**WORK TO DO**
Repeat verbatim each line from the line with "Every instance of the bush" to the end of the entries. Pictures do not belong in the copy.

● ● ● ● ●

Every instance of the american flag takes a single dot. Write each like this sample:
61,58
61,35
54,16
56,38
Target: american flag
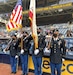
32,17
15,21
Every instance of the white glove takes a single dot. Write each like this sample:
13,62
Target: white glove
46,50
16,56
63,59
4,51
36,51
22,51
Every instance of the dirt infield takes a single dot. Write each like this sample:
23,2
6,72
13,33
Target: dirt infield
6,70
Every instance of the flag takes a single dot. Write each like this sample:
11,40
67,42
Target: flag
32,17
15,21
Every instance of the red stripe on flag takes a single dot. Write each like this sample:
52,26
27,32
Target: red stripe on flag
18,14
12,24
30,15
8,26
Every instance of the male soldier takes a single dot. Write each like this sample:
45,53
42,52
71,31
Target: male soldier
37,54
13,53
24,53
56,45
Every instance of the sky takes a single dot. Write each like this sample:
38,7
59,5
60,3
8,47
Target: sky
2,0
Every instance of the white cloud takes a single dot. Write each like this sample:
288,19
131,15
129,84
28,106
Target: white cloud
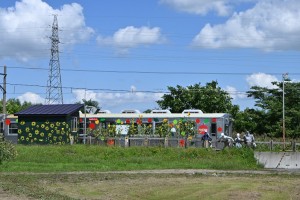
26,28
269,25
262,80
200,7
109,99
232,91
130,37
31,97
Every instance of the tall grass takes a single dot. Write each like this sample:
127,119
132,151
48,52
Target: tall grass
50,158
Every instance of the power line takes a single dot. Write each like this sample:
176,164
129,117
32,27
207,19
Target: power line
154,72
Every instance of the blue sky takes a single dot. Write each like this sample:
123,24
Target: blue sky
124,54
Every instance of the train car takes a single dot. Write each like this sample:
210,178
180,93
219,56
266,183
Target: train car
212,123
150,124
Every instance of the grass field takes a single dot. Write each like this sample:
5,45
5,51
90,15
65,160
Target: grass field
89,172
97,158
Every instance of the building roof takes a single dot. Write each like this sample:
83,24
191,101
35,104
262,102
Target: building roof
52,109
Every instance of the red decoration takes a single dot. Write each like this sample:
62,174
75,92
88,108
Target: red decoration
110,142
7,121
92,126
182,142
202,129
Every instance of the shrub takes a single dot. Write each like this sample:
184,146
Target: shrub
7,151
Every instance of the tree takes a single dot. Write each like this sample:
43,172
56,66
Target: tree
91,104
270,101
209,98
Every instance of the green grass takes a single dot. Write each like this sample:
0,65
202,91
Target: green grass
50,158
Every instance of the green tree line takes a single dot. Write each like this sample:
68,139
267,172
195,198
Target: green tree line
266,118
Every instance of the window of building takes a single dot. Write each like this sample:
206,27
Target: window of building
74,124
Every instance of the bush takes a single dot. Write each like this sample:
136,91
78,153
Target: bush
7,151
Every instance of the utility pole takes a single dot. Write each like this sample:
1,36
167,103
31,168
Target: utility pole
3,88
284,77
54,87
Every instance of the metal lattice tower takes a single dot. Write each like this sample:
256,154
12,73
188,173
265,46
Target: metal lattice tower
54,87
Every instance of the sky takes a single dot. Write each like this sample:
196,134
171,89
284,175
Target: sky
125,54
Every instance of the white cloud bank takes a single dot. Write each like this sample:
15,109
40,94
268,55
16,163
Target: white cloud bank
109,99
269,25
26,28
262,80
31,97
131,37
200,7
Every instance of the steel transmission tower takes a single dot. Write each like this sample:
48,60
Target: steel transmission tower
54,87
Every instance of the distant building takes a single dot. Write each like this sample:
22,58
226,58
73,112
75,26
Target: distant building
48,124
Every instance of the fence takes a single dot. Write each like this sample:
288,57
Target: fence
184,142
277,146
152,141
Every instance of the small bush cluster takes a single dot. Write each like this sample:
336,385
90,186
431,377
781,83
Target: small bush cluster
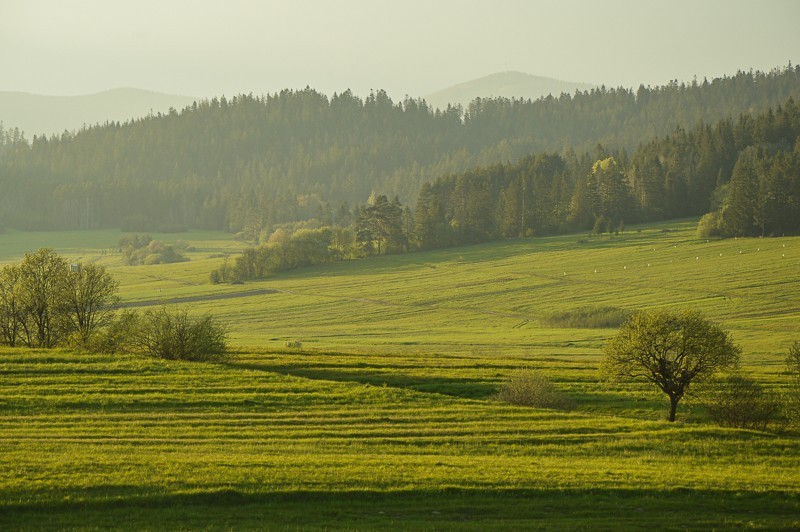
587,318
142,249
529,388
737,401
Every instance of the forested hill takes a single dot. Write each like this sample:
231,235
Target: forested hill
264,160
743,175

● ● ● ● ●

**WORKED ANSWER**
Every instance of the bush takes a single dot. Write each like this sample:
136,91
78,153
Target: bush
7,151
Every instance of the utility pole takes a single dot. Write each like this sample:
1,36
167,103
31,168
Target: utility pole
3,88
284,77
54,87
Every instance of the metal lattice tower takes a single dot. Write each like this sample:
256,154
12,73
188,173
265,46
Target: metal lattice tower
54,87
Every instance of the sky takes a single dot. Write each like this sample:
196,134
171,89
284,175
Target: sky
125,54
Every instance of the white cloud bank takes a single dot. Write each like this sample:
15,109
40,94
268,55
16,163
Target: white cloud bank
109,99
269,25
26,28
262,80
31,97
131,37
200,7
Every instance of the steel transmission tower takes a single dot. Write each like this sample:
48,60
Target: steel transmission tower
54,87
Every instance of the distant building takes a single dot. Write each like this sample:
22,58
226,58
73,112
75,26
Target: distant building
48,124
Every instance of the fence takes a single dot. Write each like this sample:
288,57
Target: fence
184,142
277,146
152,141
Every instance of the small bush cluster takes a single dot. Write each like this sample:
336,385
90,186
431,377
781,83
Target: small bush cluster
587,318
142,249
529,388
737,401
Every instance of the forested hill takes a single dot. Write each like this sample:
231,235
Target: forested hill
264,160
743,175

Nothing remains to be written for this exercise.